*WHAT YOU SHOULD DO*: In the forum thread comparing a for loop with a list comprehension, what argument does one reply suggest passing to print to separate the output characters with spaces?

Why is this codes output different?

lst = ["id1", "id2", "id3", "id4", "id5", "id6", "id7", "id8"]

for i in lst:
    print(i[2])
    
print([i[2] for i in lst])

CodePudding user response：

First is an iteration, where you print every index 2 of every string. The second is a list comprehension, where you create a new list with the same data as above and prints the list.

First:

lst = ["id1", "id2", "id3", "id4", "id5", "id6", "id7", "id8"]

for i in lst:
    print(i[2])

Result:

1
2
3
4
5
6
7
8

Second:

print([i[2] for i in lst])

Result:

['1', '2', '3', '4', '5', '6', '7', '8']

If you want the first version to imitate the same result as the second out, simply create a list and append to it:

newlst = []

for i in lst:
    newlst.append(i[2])
print(newlst)

Result:

['1', '2', '3', '4', '5', '6', '7', '8']

If you want to print the list comprehension in one line, like the for loop, then use:

[print(i[2]) for i in lst]

Result:

1
2
3
4
5
6
7
8

If you need a type string for the comprehension, you could do this:

s = "\n".join([i[2] for i in lst])

print(s)
print(type(s))

Result:

1
2
3
4
5
6
7
8
<class 'str'>

CodePudding user response：

In the first case, you are doing multiple prints. In the second case you are building a list with all the data, then this said list is printed

CodePudding user response：

lst = ["id1", "id2", "id3", "id4", "id5", "id6", "id7", "id8"]
# You are iterating over the list
for i in lst:
    # prints 3rd character in each element (i)
    print(i[2]) # be default this statement has newline at end
    # To print with spaces try print(i[2], end=' ')

# here you are doing it using list comprehension so the output will be in a list    
print([i[2] for i in lst])

*ITEMS*:

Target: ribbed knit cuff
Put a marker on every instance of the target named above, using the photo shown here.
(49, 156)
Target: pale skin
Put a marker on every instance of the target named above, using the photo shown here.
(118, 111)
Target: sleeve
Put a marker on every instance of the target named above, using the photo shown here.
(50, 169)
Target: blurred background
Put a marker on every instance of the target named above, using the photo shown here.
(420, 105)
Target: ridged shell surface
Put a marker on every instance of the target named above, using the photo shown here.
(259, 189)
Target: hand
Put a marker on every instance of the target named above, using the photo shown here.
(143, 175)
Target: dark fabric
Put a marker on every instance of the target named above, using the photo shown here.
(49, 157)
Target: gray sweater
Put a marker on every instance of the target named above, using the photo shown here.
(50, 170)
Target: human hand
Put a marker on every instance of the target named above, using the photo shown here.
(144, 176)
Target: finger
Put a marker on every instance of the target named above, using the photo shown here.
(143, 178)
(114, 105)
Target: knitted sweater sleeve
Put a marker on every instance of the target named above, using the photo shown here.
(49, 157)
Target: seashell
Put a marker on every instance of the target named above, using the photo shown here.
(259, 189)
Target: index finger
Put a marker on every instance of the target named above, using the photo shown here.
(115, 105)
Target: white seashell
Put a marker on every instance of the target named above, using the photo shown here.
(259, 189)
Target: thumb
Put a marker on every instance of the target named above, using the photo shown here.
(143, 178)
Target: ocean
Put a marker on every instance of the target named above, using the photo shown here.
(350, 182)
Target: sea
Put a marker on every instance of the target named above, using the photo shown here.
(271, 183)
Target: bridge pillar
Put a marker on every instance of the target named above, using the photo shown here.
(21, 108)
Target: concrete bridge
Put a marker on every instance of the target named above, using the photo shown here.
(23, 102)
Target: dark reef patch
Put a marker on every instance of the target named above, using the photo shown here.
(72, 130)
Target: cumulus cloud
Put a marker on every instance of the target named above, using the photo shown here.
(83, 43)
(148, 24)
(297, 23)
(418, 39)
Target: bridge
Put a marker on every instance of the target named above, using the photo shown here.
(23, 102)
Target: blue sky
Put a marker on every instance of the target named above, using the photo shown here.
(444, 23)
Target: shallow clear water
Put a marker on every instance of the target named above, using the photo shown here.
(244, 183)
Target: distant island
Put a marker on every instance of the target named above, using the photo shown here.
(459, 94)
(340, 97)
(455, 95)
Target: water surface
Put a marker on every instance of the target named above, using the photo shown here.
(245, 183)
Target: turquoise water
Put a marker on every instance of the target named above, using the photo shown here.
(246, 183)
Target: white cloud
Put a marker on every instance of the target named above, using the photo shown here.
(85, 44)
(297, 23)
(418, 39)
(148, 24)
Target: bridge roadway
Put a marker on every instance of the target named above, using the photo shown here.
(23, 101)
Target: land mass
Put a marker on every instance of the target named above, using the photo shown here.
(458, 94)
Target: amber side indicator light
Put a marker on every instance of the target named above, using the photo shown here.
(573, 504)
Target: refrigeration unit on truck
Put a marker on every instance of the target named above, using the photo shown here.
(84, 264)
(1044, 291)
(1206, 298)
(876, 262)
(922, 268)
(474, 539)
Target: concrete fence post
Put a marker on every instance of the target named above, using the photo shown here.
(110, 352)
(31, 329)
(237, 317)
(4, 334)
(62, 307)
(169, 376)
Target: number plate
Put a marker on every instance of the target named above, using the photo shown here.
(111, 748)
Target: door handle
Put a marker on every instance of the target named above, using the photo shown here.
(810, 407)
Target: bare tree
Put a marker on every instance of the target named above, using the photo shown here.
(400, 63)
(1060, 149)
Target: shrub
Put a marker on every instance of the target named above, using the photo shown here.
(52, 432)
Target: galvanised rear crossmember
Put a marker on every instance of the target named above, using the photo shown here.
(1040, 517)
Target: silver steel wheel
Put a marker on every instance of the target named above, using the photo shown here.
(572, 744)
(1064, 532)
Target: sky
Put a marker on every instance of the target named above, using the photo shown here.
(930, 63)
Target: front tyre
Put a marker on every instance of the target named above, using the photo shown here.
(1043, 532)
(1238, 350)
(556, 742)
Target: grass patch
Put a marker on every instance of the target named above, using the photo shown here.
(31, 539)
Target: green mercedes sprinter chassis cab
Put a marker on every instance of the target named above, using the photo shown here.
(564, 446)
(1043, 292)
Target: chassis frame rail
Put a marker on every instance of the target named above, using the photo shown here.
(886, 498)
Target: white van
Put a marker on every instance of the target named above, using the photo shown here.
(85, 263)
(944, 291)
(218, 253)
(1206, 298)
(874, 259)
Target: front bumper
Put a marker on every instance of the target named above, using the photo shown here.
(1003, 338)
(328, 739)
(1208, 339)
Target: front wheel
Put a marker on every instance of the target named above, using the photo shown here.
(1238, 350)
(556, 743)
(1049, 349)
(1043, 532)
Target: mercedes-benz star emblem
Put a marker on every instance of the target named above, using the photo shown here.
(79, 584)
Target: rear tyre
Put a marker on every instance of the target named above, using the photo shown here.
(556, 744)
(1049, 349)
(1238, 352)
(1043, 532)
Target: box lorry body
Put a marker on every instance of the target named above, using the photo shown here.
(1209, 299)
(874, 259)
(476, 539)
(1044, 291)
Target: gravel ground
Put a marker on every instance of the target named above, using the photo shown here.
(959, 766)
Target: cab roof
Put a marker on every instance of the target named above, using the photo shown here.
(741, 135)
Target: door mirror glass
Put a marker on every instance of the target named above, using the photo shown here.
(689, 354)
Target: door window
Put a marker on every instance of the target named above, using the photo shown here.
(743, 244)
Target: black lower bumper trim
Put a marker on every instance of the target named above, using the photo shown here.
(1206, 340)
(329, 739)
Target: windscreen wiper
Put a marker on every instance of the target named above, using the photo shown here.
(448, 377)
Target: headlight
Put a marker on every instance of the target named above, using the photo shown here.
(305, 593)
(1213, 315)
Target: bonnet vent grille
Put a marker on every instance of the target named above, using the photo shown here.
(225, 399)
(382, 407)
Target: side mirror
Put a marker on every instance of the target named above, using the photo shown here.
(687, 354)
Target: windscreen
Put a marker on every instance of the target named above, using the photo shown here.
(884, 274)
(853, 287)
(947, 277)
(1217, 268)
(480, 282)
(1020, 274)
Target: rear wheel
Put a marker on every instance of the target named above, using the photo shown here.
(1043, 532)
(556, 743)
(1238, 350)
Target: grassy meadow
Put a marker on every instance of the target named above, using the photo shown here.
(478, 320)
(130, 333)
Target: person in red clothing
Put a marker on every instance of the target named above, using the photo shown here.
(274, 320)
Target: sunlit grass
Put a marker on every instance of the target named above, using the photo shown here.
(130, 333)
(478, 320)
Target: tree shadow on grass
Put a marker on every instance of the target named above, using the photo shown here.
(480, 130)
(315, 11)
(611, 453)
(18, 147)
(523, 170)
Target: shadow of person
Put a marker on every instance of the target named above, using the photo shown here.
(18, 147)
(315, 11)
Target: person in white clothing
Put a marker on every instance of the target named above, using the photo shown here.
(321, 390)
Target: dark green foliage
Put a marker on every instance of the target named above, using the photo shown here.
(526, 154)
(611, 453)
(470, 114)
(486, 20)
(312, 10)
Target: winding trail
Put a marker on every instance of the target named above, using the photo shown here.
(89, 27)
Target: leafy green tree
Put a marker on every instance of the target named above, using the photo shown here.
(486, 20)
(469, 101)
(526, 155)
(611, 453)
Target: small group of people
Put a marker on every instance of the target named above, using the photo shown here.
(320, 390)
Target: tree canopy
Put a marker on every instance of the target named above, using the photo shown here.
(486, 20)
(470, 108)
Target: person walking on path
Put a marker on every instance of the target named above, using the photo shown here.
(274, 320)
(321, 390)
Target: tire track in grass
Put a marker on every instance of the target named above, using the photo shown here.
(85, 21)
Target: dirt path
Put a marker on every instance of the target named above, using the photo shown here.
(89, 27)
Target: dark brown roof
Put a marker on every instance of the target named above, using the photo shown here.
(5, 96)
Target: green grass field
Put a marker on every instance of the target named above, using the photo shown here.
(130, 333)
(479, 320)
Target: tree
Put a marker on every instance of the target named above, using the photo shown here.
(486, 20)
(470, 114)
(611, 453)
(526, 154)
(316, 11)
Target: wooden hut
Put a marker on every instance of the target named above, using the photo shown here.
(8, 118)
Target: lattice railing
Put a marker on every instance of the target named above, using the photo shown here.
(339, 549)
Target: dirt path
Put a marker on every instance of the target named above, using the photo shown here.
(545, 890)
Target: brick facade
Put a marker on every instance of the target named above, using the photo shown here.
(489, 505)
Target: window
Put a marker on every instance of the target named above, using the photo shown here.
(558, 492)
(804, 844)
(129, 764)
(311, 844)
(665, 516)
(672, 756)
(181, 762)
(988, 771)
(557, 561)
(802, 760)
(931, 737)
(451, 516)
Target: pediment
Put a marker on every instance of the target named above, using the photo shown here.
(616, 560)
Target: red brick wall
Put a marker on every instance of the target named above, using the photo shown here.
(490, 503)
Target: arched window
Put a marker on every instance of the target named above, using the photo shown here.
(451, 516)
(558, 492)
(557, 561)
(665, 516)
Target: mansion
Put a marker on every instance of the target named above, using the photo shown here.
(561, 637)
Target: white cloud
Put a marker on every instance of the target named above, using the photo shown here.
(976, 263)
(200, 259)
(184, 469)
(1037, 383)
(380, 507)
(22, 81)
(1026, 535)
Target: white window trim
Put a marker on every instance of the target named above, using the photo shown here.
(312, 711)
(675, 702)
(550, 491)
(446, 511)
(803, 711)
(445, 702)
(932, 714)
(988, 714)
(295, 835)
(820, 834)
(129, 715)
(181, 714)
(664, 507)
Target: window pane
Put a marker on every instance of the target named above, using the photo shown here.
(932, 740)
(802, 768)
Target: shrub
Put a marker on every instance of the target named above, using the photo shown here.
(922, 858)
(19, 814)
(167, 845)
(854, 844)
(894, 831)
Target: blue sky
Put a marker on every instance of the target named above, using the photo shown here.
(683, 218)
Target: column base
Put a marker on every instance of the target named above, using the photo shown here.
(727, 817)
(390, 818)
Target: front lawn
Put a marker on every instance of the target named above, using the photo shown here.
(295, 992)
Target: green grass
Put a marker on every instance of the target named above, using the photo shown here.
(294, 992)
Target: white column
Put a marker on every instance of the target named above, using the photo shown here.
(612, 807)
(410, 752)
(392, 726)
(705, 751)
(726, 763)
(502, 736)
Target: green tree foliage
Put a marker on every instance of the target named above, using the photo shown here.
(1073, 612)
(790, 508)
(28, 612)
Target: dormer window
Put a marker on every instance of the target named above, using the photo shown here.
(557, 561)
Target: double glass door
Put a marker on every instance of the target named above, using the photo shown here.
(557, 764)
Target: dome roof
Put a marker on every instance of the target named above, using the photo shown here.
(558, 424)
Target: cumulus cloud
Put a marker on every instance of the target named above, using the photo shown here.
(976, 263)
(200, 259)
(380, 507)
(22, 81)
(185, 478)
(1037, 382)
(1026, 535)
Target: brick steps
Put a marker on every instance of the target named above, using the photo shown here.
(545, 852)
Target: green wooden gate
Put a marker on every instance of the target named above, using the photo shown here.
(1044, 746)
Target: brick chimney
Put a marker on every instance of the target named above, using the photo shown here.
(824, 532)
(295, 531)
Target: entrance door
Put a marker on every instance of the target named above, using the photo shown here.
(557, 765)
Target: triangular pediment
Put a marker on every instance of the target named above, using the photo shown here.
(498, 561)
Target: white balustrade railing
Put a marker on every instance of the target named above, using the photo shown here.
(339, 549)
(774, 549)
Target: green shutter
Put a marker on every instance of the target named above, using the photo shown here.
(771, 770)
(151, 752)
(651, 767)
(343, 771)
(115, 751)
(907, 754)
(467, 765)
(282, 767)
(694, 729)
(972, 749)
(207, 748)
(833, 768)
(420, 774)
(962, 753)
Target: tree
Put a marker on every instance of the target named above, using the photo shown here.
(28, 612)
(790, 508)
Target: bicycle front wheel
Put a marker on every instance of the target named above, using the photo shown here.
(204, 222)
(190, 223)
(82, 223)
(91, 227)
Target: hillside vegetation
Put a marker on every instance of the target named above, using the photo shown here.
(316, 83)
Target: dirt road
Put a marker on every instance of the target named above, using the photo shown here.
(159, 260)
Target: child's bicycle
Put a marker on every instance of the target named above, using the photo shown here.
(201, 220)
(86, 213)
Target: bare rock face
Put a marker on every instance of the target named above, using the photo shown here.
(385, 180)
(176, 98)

*TASK SOLUTION*: end=' ', as in print(i[2], end=' ')